Could you extract, word for word, the text from the start of the records through the line containing "positive clicks: (550, 26)", with both ends included and the pictures left out?
-*-
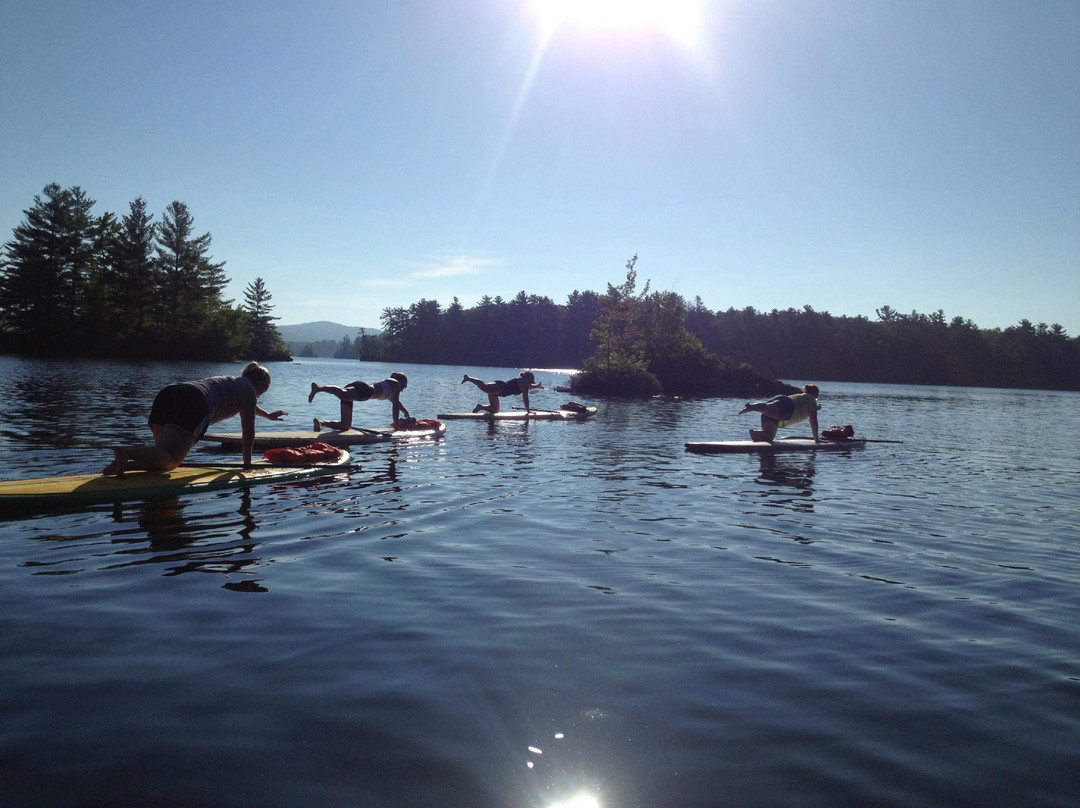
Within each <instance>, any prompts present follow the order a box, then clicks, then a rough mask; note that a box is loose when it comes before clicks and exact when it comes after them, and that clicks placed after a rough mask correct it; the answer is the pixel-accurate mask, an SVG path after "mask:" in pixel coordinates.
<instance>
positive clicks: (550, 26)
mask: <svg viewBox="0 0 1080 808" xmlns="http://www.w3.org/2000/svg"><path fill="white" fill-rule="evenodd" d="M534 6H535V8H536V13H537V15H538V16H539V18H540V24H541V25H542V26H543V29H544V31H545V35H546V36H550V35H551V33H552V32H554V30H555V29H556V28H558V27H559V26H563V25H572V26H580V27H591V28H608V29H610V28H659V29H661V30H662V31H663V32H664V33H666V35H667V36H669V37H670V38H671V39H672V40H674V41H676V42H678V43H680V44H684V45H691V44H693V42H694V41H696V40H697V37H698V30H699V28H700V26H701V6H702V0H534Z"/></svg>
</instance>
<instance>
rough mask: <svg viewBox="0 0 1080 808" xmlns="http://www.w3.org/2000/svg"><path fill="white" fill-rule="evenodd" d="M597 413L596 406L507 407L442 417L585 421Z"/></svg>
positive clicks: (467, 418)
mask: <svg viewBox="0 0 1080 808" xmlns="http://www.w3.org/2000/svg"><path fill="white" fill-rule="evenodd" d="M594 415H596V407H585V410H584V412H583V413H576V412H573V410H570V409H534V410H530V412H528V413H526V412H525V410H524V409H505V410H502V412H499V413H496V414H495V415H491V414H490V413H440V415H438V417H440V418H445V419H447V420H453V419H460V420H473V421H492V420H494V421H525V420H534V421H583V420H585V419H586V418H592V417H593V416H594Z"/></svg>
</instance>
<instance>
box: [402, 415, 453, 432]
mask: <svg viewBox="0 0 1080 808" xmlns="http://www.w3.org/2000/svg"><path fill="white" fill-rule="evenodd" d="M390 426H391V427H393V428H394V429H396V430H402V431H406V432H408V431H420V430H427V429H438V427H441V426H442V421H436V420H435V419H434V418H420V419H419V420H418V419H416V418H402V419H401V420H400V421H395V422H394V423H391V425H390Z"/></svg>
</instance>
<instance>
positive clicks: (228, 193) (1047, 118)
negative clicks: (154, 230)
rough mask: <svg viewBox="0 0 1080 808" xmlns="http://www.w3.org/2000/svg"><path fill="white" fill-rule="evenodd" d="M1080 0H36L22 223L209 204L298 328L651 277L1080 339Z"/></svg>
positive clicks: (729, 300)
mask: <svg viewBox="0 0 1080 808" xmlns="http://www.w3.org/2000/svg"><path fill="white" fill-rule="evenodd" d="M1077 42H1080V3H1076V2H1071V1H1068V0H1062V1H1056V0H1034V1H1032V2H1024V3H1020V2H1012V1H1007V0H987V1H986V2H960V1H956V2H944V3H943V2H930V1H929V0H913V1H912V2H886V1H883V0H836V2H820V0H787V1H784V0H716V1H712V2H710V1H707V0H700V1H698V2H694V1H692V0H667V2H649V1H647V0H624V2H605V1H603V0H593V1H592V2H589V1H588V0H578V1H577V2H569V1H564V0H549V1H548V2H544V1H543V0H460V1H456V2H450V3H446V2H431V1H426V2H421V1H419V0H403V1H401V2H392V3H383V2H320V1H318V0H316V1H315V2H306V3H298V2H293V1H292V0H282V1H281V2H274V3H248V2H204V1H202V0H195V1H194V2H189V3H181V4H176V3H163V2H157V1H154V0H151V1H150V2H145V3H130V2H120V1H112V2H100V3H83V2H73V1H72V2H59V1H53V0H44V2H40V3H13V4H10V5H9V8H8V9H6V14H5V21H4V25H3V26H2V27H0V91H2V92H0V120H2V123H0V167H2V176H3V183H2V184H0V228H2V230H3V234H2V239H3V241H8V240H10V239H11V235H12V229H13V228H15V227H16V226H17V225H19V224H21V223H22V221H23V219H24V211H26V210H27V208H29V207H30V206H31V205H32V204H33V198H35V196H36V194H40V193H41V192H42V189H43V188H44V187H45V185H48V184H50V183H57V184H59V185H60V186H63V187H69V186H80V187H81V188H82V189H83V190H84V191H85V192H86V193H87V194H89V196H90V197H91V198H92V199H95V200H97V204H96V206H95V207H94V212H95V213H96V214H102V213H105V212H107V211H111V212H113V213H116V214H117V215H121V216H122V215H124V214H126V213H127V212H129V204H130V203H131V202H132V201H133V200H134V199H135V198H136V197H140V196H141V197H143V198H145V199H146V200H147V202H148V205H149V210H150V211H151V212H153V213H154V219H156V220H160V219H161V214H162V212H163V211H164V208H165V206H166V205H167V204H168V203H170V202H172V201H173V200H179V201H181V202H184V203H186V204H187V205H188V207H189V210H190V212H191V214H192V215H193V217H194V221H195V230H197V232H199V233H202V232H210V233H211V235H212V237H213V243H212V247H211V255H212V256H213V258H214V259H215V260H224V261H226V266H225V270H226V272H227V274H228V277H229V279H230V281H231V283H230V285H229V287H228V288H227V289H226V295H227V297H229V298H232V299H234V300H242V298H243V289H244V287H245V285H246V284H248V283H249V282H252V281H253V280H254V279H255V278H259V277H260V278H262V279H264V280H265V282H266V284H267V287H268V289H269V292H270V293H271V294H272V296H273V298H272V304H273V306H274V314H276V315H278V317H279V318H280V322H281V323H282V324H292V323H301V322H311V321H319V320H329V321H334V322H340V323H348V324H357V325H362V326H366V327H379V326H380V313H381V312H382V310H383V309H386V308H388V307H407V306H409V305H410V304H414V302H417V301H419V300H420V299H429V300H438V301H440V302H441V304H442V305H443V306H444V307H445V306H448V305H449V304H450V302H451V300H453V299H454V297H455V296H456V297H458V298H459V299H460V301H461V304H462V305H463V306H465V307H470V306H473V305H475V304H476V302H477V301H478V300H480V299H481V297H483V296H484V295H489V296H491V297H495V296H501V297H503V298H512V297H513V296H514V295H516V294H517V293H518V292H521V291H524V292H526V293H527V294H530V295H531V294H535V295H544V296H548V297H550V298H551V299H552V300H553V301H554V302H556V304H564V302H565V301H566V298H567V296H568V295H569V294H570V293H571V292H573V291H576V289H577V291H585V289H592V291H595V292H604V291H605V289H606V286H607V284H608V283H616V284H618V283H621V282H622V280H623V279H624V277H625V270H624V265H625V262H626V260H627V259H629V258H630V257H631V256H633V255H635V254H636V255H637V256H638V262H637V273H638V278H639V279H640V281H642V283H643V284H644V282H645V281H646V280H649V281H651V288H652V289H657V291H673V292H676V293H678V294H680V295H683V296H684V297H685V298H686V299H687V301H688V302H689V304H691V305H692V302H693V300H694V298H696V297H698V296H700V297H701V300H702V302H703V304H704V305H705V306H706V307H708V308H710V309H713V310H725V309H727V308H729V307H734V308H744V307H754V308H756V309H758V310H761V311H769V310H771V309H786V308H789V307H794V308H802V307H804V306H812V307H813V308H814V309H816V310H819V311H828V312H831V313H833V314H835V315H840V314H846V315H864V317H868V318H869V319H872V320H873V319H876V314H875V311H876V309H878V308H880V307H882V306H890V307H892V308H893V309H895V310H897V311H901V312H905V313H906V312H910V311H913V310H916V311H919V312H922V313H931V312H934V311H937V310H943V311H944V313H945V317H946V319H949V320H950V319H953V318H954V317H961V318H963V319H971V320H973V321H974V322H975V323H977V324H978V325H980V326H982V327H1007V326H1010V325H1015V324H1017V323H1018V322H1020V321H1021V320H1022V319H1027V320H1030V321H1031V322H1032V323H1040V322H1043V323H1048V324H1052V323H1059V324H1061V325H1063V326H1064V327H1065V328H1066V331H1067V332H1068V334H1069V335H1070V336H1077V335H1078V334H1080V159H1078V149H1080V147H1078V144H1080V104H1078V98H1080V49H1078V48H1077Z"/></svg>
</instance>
-*-
> _Response to the exercise_
Within each <instance>, any prompts present follow the order a box, then clicks, then a rough mask; note that a box is loose when it comes before clicks and exact when it comes after them, and that clicks placed after a rough mask correct it; the answer is the pixel-accurate mask, an SVG path after "mask:" in pixel coordinates.
<instance>
positive clicks: (550, 26)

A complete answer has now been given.